WHAT THIS TASK INVOLVES
Rescale these lines by writing them all out again, requests included. Multiply every point coordinate in the answers by 1.65 and round to whole numbers, with halves rounding up; leave the pictures out.

** Start RECORDED DATA **

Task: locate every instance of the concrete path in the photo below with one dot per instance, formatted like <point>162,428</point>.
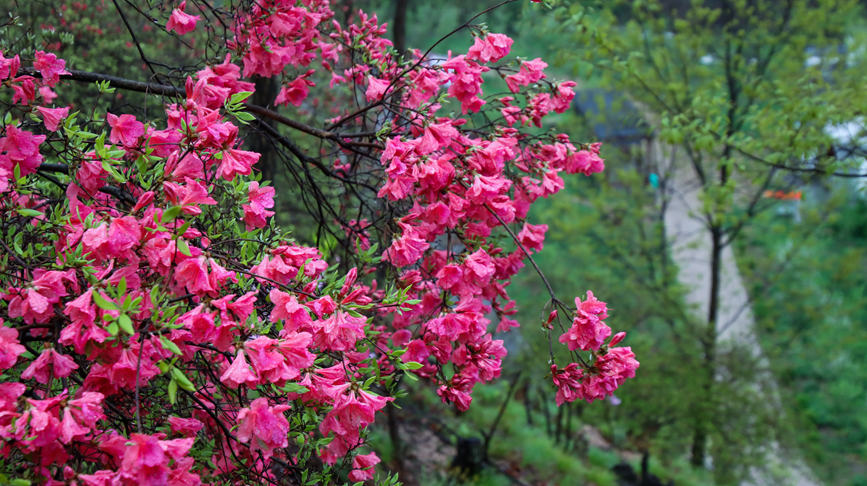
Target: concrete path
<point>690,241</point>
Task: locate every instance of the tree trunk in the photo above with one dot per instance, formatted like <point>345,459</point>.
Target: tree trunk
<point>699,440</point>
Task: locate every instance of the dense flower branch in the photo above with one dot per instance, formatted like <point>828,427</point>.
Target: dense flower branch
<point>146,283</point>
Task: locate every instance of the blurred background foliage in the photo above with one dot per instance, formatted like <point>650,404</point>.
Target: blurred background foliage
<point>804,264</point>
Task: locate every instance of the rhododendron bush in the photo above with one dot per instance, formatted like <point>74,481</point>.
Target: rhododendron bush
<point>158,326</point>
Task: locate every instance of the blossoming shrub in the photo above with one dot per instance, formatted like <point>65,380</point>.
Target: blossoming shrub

** End RECORDED DATA **

EXERCISE OUTPUT
Task: locate every instance of the concrete path in the photo below with one dot per instance, formatted like <point>162,428</point>.
Target: concrete path
<point>1139,398</point>
Task: locate every instance of the tree trunk in the photo above with one dot per instance, formatted like <point>345,459</point>.
Target: tree trunk
<point>1153,726</point>
Task: locate every instance of the dense flower branch in the photo above with one dot per instance, formatted like <point>828,427</point>.
Target: dense flower branch
<point>241,467</point>
Task: locate every instance of the blurred background foliage in the photo above with one dot per instance, formatted like <point>650,404</point>.
Target: blurred background foliage
<point>1327,436</point>
Task: locate every instance of the rhododendron bush in the photo above with one dot per instance, formatted like <point>74,481</point>.
Target: rhododendron bush
<point>261,538</point>
Task: locate every instance of the blossoming shrub in the photo above with one dot per instance, formatted like <point>65,380</point>.
Target: blossoming shrub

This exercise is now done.